» Document text:

***

TERRA.WIRE
Caribbean storms claim more than 502 lives
SANTO DOMINGO (AFP) May 26, 2004
At least 502 people have been killed and hundreds missing following torrential rains and flooding in Haiti and the Dominican Republic, civil defense officials said.

At least 358 people were killed in Haiti, while another 144 people died in the Dominican Republic, officials said Tuesday.

The two countries form the mountainous island of Hispaniola, which bore the brunt of 10 days of heavy rain storms across much of the Caribbean.

Rescuers desperately searched for survivors in the Dominican border town of Jimani after a raging river carried away scores of sleeping women, children and men in the middle of the night. An estimated 135 people perished in Jimani.

Dominican authorities said 236 people were still missing in the floods and more than 13,000 people were left homeless after swollen rivers turned into torrents.

The Soleil River burst its banks in the early hours of Monday, sweeping away entire households.

Swollen, mud-caked bodies, many of them naked children, were piled in the local morgue as grief-stricken relatives wept, television images showed.

Dorka Dotel lost her four children. "This is a terrible blow, terrible, they are all gone," she wept.

Dominican National Emergency Committee chief Radhames Lora Salcedo said that for sanitary reasons any dead that could not be quickly identified would be buried in mass graves.

Lora Salcedo said the river "wiped out the town", burying people or sweeping them away as they slept.

"The bodies of 23 women, 10 men, 26 girls and 17 boys are in the morgue at Jimani hospital," said the establishment's director, Francis Moquete.

The floods left large parts of the Dominican Republic without electricity as power stations were damaged. Roads and crops were also devastated.

Swollen rivers caused similar devastation in Haiti.

At least 300 of the Haitian victims died in the border area with the Dominican Republic, the Haitian civil protection agency said.

***

» Check your understanding:
#1 Name every person the news article on the Caribbean floods identifies by name.
#2 Carry on the news article about the Hispaniola floods, starting after its final sentence about the Haitian victims in the border area.

» Provided material:

***

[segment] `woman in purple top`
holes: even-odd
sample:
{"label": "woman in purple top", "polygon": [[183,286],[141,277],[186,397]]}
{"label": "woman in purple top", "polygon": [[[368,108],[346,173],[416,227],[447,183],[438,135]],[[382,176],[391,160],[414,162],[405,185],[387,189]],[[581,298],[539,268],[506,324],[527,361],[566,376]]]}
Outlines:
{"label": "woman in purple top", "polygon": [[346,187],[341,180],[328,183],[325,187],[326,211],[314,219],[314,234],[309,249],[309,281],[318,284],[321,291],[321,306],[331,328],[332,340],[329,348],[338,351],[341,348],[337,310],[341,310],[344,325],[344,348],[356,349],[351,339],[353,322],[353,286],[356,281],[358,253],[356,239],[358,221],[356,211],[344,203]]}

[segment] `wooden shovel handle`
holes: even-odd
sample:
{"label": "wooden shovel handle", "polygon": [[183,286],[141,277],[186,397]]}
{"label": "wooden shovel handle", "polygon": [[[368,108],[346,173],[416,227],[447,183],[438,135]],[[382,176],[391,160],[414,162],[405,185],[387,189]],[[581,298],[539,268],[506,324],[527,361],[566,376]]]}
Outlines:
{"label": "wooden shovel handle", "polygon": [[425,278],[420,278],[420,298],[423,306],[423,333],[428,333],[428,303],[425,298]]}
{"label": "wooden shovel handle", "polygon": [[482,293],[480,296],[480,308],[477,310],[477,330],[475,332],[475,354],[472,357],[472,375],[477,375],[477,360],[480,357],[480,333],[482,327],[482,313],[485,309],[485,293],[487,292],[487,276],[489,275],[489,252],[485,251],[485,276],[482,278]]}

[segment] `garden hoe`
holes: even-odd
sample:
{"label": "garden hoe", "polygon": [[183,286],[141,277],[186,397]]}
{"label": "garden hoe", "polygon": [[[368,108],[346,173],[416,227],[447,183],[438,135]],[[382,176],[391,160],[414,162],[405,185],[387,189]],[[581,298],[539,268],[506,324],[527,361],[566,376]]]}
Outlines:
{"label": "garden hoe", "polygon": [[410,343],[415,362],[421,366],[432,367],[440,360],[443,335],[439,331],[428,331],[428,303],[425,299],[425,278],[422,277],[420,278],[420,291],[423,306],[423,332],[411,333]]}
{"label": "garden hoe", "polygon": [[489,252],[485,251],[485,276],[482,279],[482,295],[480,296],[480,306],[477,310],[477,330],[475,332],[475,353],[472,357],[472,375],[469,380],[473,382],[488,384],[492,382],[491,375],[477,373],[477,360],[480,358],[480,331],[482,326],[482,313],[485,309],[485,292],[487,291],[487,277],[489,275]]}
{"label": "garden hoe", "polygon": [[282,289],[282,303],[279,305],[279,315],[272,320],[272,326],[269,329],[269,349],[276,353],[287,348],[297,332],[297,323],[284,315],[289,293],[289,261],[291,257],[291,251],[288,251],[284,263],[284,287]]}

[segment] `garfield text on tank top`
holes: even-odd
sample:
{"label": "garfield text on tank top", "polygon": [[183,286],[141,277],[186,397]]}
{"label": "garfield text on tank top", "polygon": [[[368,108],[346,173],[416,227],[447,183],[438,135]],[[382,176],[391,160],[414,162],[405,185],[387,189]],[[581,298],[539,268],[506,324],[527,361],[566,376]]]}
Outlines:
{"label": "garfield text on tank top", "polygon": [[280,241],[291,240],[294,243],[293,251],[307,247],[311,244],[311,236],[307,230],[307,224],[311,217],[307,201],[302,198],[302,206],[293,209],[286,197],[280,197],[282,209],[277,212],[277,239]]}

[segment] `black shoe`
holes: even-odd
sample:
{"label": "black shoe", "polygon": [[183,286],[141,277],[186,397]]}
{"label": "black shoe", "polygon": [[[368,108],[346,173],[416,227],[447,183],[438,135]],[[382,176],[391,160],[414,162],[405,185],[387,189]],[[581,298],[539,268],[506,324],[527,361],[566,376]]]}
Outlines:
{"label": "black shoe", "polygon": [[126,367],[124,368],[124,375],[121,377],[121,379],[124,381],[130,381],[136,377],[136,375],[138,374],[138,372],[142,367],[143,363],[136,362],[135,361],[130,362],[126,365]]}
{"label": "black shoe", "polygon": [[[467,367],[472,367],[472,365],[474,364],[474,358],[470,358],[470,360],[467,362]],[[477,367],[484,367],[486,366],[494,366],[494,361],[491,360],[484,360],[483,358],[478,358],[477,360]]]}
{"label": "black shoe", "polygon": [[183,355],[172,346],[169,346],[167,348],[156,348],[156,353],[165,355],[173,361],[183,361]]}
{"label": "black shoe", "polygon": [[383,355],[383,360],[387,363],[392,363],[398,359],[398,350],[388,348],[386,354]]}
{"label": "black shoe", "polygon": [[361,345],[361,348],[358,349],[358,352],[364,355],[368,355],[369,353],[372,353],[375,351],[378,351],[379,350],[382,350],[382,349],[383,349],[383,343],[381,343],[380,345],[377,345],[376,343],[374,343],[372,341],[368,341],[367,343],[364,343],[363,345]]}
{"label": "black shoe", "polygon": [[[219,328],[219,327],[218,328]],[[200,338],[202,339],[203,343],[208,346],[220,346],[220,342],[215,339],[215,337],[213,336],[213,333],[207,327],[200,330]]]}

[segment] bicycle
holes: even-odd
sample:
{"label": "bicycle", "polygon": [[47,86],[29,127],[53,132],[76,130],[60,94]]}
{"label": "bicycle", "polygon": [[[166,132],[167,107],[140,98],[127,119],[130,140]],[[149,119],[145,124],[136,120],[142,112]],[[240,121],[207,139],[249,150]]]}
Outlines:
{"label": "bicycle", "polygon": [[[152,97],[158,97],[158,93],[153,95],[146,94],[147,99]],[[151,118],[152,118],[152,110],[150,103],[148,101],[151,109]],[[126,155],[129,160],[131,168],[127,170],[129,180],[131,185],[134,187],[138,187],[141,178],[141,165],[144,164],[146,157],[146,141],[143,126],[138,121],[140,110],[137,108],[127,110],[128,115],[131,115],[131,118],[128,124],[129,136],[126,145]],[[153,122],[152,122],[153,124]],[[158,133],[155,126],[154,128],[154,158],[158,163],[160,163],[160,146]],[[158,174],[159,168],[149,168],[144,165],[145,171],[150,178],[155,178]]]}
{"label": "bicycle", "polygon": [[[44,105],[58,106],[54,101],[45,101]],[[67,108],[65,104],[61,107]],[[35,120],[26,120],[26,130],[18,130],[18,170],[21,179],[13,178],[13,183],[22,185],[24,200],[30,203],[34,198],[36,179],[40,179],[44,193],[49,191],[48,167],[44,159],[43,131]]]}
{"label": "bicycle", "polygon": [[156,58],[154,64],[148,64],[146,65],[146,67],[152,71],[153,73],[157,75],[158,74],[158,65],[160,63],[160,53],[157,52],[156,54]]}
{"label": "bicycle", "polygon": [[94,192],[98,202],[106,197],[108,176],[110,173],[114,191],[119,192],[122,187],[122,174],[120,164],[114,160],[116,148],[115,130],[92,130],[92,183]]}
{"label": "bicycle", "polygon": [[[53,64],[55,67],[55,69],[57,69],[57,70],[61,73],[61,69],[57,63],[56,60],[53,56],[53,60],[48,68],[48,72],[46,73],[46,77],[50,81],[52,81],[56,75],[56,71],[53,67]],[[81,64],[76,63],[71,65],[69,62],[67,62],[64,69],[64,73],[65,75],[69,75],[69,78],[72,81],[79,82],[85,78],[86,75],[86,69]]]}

***

» Responses per task:
#1 Dorka Dotel, Radhames Lora Salcedo, Francis Moquete

#2
Flash floods in Fonds Verette, northeast of the Haitian capital, killed at least 158 more people. The agricultural town of 45,000 is built on a dried riverbed.

In the southeast, Grand Gosier and Mapou Belle Anseof were also hard hit by flooding with around 100 people killed in each town.

Haitian President, Boniface Alexandre, Prime Minister Gerard Latortue and members of the international stabilization force in Haiti flew over Fonds Verette by helicopter on Tuesday to survey the damage.

A priest, Father Pierre Etienne Belneau, said he spent the weekend on the roof of a house to escape floods that he said had destroyed Fonds Verette.

Belneau arrived in the capital, Port-au-Prince, on Monday to raise the alarm.

The heavy rains caused landslides across Haiti, caused widespread power cuts and wiped out many desperately needed crops. The poorest country in the Americas relies on international food aid to feed a huge proportion of the population.

Dominican authorities have also appealed for food and drinking water for the Jimani region.

Other Caribbean islands also reported damage because of the rain.

In Guadeloupe, in the French West Indies, the main road from the capital, Point-a-Pitre to Basse Terre was cut Monday.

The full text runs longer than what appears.